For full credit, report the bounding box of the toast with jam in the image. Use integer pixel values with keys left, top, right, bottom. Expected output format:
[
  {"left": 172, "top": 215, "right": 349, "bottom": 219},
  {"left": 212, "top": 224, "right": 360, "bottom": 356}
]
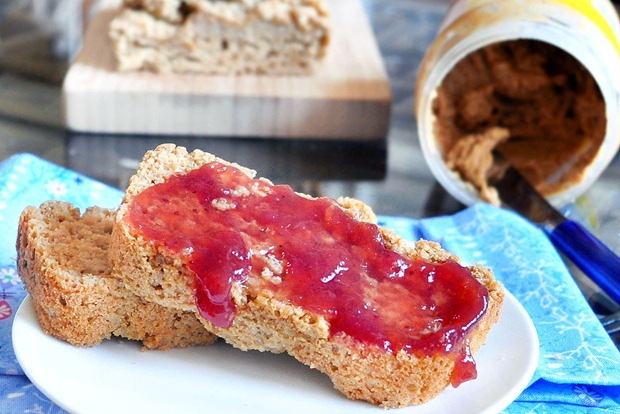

════════

## WORK TO DO
Which lines in the entries above contain the string "right"? Pull out each of those lines in full.

## RESULT OF THE TASK
For full credit, report the bounding box of the toast with jam in the image. Use integer pixel values with keys left, top, right, bottom. Expected output format:
  {"left": 172, "top": 215, "right": 349, "bottom": 219},
  {"left": 212, "top": 224, "right": 360, "bottom": 356}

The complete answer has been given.